[SHORT EXERCISE 1]
Write out the part of the Ruby regex post starting at "According to this" and ending at "regex syntax.".
[SHORT EXERCISE 2]
According to the Ruby regex post, which version of Ruby lacks a regex look-behind assertion?
[SHORT EXERCISE 3]
For each statement about the Ruby regex post, answer yes or no and quote the words of the post that settle it.
(a) One version of Ruby is said to lack a regex look-behind assertion.
(b) With 'y' treated conditionally as a vowel, the consonants of the example would come out as mryhdlttllmb.
(c) The "(?!...)" part is called a zero-width negative-look-behind assertion.

[PAGE EXTRACT]

Extract vowels and consonants using Ruby Regex

Hello,

I am trying to build a regex to extract vowels and consonants from a
string. So far, I am able to extract the basic a-e-i-o-u sequence
using the following extension to the String class:

class String
  def vowels
    scan(/[aeiou]/i)
  end
  def consonants
    scan(/[^aeiou]/i)
  end
end

examples:

"Mary had a little lamb".vowels

=> aaaiea

"Mary had a little lamb".consonants

=> mryhdlttllmb

However, the regex does not accommodate the conditional treatment of
'y' as a vowel *if there is no other vowel before or after it.* If
properly implemented, the previous examples would return: ayaaiea
(vowels) and mrhdlttllmb (consonants).

According to this post (http://www.perlmonks.org/?node_id=592867),
this could be accommodated in Perl using "zero-width negative-look-
behind" and "zero-width negative-look-ahead" assertions as follows:

my @vowels = ( /[aeiou]|(?<![aeiou])y(?![aeiou])/gi );

Where, the "(?<!...)" is a "zero-width negative-look-behind assertion"
and the "(?!...)" is a "zero-width negative-look-ahead assertion".

I have since discovered that Ruby 1.8 lacks regex look-behind
assertion so one can't simply translate this code fragment to Ruby
regex syntax.

So, the question is: how can I accomplish the end result in Ruby (a-e-
i-o-u + the conditional treatment of 'y' as a vowel *if there is no
other vowel before or after it.*) ? Any thoughts are appreciated.

[DATASET EXCERPT]
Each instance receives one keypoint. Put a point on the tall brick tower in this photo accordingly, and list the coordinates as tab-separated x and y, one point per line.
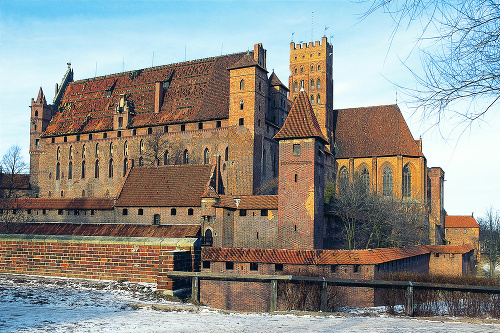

[TASK OUTPUT 1]
According to this post (http://www.perlmonks.org/?node_id=592867),
this could be accommodated in Perl using "zero-width negative-look-
behind" and "zero-width negative-look-ahead" assertions as follows:

my @vowels = ( /[aeiou]|(?<![aeiou])y(?![aeiou])/gi );

Where, the "(?<!...)" is a "zero-width negative-look-behind assertion"
and the "(?!...)" is a "zero-width negative-look-ahead assertion".

I have since discovered that Ruby 1.8 lacks regex look-behind
assertion so one can't simply translate this code fragment to Ruby
regex syntax.

[TASK OUTPUT 2]
Ruby 1.8

[TASK OUTPUT 3]
(a) Yes: "Ruby 1.8 lacks regex look-behind assertion"
(b) No: "ayaaiea (vowels) and mrhdlttllmb (consonants)"
(c) No: "zero-width negative-look-ahead assertion"